* Supplied entries *
****************************************

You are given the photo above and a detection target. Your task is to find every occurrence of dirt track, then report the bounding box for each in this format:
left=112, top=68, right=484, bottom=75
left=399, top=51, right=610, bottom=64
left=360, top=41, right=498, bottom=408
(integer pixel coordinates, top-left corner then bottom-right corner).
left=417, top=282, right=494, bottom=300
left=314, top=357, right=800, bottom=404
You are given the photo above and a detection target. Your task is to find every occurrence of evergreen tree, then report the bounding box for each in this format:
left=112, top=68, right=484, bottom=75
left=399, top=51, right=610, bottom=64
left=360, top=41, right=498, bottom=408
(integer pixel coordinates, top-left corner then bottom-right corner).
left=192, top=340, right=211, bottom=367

****************************************

* To be done *
Recast the rows between the line holding "occurrence of evergreen" and the end of the rows, inclusive, as a two-column CSV with the header input,output. Give one line per row, with its text and its answer each in a single quoted field and line breaks replaced by spaces.

* Written response *
input,output
"You are given the photo above and a detection target. Your task is to find every occurrence of evergreen tree, then report the bounding box for each in this format: left=112, top=68, right=484, bottom=75 left=399, top=51, right=610, bottom=64 left=360, top=41, right=498, bottom=408 (integer pixel coordinates, top-left corner then bottom-right corner).","left=192, top=340, right=211, bottom=367"